Given instruction 1 - Return every line of the records that contains the word "yellow", copied in full. Case counts.

Text -
begin

Salelkar the Wild Cat
Six in the morning and I am sitting in the jeep that is bouncing along the
stony wildlife trail leading into the depths of the Mollem National Park. Behind
the wheel sits Prakash Salelkar, his coarse and ruggedly handsome face frowning
into a grim expression. The brow is furrowed.
‘I can’t believe your bad luck,’ he says finally. ‘There
is usually not a day when we don’t sight animals now.’
But I am actually enjoying myself. I have come here to see the forest. If I
should see an animal it’s an added plus point.
Dawn filters grey colour through the densely packed trees and when the jeep
stops at a stream an eerie stillness and silence hangs in the jungle air. The
stream gurgles like a sleepy baby and snakes over smooth pebbles meandering
through the giant trees on its banks. I make a promise I am coming again sometime.
The previous night I had had a chat with Salelkar: he was sitting limp in his
office chair, exhausted after interrogating a conductor for illegally carrying
about a hundred live crabs on a bus to Bangalore. Salelkar emptied the bus of
both, the crabs and the passengers, and it was a good while before the conductor
and the driver had signed all his forms to get their vehicle back.
I had a look at the crabs and I was as stunned as Salelkar was earlier. Each
crab was bigger than two palms of my hand put together, and the biggest ones
measured more than ten inches across the carapace. Salelkar was actually checking
for Star Back Tortoises, a protected reptile whose illegal trade still continues
across Goa’s borders.
Salelkar began his wildlife career in 1975 as a watchman for the forest department,
earning six rupees a day. In 1980 he joined the department as a Round Forest
Officer, and balancing eight transfers by the year 1985, moved up to the post
of Deputy Forest Officer at Collem. At present he holds the post of Range Forest
Officer and his total working years in Collem alone amount to eleven.
‘I have covered every inch of this forest on foot, and I know my forest
like the back of my own hand,’ he says proudly. I notice he uses the word
‘my’ often when talking of the forest and its animals. Sentences
like ‘my leopard will not eat your polluted cattle’ betray the fanatic
possessive nature of a man madly in love with ‘his’ forest and its
inhabitants. His most memorable experience: Once when he was sitting quietly
next to his jeep in the forest, a leopard unawares walked within six feet of
him. Salelkar doesn’t romanticize the memory.

end

Labeled-object pointing entries -
begin

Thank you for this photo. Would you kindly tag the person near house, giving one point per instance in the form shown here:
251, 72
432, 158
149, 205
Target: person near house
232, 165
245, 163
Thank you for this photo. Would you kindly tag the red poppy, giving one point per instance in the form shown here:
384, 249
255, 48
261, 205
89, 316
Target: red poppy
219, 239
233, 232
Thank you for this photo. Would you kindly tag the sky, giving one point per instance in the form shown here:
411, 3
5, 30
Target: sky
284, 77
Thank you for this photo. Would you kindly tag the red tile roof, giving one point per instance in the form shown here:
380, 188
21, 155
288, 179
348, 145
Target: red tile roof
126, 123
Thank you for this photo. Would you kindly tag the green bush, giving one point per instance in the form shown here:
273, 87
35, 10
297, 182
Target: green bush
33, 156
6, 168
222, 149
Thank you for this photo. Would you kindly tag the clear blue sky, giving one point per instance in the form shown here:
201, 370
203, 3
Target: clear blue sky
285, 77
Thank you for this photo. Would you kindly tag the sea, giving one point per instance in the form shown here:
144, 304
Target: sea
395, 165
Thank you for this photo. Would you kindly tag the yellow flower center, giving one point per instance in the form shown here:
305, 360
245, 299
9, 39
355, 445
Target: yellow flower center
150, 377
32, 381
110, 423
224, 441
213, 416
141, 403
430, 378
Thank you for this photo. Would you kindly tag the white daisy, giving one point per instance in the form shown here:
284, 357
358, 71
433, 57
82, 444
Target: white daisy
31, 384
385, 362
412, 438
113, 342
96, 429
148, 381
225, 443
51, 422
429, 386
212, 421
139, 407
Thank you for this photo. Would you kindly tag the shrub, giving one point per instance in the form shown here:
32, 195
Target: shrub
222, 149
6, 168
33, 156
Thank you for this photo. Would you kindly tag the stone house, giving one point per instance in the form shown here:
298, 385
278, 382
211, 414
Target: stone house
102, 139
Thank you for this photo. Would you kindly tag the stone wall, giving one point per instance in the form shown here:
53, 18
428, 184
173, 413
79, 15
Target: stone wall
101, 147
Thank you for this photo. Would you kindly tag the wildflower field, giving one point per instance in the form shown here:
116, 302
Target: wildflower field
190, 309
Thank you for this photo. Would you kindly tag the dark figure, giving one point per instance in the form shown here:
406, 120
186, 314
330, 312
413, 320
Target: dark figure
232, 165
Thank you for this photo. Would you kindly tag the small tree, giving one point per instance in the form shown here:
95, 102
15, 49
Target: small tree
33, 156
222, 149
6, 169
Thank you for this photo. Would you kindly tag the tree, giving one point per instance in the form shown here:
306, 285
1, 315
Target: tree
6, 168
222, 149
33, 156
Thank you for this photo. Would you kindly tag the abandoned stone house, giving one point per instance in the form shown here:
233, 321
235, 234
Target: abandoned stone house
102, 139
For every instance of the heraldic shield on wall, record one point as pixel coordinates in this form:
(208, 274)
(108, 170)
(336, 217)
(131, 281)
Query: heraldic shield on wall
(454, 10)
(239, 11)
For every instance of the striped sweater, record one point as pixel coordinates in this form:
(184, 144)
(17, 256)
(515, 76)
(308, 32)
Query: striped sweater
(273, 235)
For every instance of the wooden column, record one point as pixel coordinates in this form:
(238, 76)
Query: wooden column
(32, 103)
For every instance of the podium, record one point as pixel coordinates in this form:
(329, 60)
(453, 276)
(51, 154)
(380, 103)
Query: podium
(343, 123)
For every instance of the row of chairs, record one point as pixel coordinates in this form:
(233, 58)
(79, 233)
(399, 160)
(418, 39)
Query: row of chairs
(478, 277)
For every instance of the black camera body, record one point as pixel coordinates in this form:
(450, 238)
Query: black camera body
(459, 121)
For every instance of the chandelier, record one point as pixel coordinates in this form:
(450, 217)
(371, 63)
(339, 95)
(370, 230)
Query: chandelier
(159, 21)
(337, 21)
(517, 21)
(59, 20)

end

Given instruction 2 - Carry on the piece about forest officer Prakash Salelkar, picking up right after its final sentence.

Expected answer 1 -
Thank you for this photo. Would you kindly tag the yellow flower center, giving one point per instance in the form shown here:
Target: yellow flower center

Expected answer 2 -
‘It was one of the scariest moments of my life,’ he smiles. ‘But
the leopard just looked at me and walked away unconcerned.’
Mollem sanctuary holds Gaur, tiger, leopard, deer – spotted, Sambhar,
barking and Mouse – Pangolin, wild boar, Sloth bear, Slender Loris and
three endemic mammals i.e. the Brown Civet Cat, the Indian Flying Squirrel and
the Brown Napped Mongoose. There are also a variety of birds and snakes as well.
The largest venomous snake in the world i.e. the King Cobra is also found here.
Recently one of these huge reptiles strayed away from the forest to enter a
school area in Mollem. This 12 foot long snake was captured by Salelkar and
a colleague, Amol, and returned to the forest.
Salelkar is also the man instrumental in bringing to justice persons involved
in the killing of eight Gaurs in the Mollem sanctuary. The Gaur is our state
animal. Each of these massive animals stands six foot at the shoulder and can
weight up to a ton.
These Gaurs used to cross over a plantation fence to feast on the crops of banana
and pineapple. They were electrocuted and killed immediately on touching the
charged single wire circuits laid around the plants.
This serial killing of the Gaurs took place between 11th June and 27th August
this year. Apparently after the Gaurs were killed, they were quickly buried
away in pits at the plantation site.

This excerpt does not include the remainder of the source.